Start of Data supplied

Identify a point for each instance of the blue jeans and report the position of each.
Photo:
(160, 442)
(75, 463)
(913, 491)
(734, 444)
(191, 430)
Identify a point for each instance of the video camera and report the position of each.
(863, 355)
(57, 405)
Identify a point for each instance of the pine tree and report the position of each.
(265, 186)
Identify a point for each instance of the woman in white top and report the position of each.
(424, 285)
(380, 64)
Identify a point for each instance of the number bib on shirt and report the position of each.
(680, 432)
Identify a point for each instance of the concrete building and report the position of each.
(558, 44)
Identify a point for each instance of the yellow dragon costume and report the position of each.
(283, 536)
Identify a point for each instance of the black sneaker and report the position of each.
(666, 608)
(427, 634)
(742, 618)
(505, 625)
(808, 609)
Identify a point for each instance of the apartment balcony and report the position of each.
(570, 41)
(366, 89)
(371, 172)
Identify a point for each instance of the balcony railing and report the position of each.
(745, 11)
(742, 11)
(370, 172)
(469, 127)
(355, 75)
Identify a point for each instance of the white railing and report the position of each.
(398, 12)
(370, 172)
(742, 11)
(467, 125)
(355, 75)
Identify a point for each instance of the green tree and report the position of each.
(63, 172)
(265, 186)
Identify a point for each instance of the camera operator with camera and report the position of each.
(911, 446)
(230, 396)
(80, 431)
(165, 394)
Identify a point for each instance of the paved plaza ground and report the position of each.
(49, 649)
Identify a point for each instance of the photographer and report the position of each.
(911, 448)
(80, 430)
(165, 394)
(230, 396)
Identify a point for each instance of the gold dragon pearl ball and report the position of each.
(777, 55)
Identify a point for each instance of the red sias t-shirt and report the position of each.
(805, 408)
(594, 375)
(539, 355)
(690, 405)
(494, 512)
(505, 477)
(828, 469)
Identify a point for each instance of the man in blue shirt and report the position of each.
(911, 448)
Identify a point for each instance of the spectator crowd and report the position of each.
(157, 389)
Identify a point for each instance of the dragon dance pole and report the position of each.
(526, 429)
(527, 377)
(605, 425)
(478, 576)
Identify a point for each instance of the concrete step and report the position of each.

End of Data supplied

**What the exercise asks:**
Each line of the data should be transcribed exactly.

**Solution to the problem:**
Identify a point for each instance of the blue jeans and report the position of each.
Photo:
(160, 442)
(75, 463)
(913, 491)
(734, 444)
(191, 430)
Identify a point for each instance of the video camera and report the position of each.
(863, 355)
(57, 405)
Identify a point for each instance of the pine tree and report the position of each.
(265, 186)
Identify a point for each instance of the woman in white top and report the position of each.
(424, 285)
(380, 64)
Identify a point for each instance of the number bib on shirt and report the position of each.
(680, 432)
Identify a point for each instance of the concrete building and report the position of each.
(558, 44)
Identify a point for each instance of the yellow dragon costume and report the position of each.
(283, 536)
Identify a point for each instance of the black sneaker and report the position of each.
(666, 608)
(427, 634)
(742, 618)
(505, 625)
(808, 609)
Identify a point for each instance of the apartment balcony and report the position of each.
(570, 41)
(366, 89)
(371, 172)
Identify a point for each instance of the balcony railing and report the position of each.
(745, 11)
(742, 11)
(370, 172)
(469, 127)
(355, 75)
Identify a point for each instance of the white railing and report the position of each.
(398, 12)
(370, 172)
(742, 11)
(467, 125)
(355, 75)
Identify a point for each instance of the green tree and report the position of each.
(63, 172)
(265, 186)
Identify a point for each instance of the camera operator with camera and report the position of each.
(911, 446)
(230, 396)
(80, 431)
(165, 394)
Identify a point for each instance of the paved plaza ground and report the position of each.
(49, 649)
Identify a point for each instance of the photographer and report the position of each.
(911, 448)
(80, 430)
(165, 394)
(230, 396)
Identify a point for each instance of the gold dragon pearl ball and report the position of each.
(777, 55)
Identify a point for each instance of the red sias t-shirt and report the position of each.
(805, 408)
(594, 375)
(539, 355)
(690, 405)
(494, 512)
(505, 477)
(828, 469)
Identify a point for each instance of the man in blue shirt and report the position of each.
(911, 448)
Identify a point for each instance of the spectator crowd and report the position of each.
(157, 389)
Identify a point for each instance of the dragon dance pole and report the position of each.
(526, 429)
(527, 377)
(605, 425)
(478, 576)
Identify a point for each instance of the concrete step and report the position of each.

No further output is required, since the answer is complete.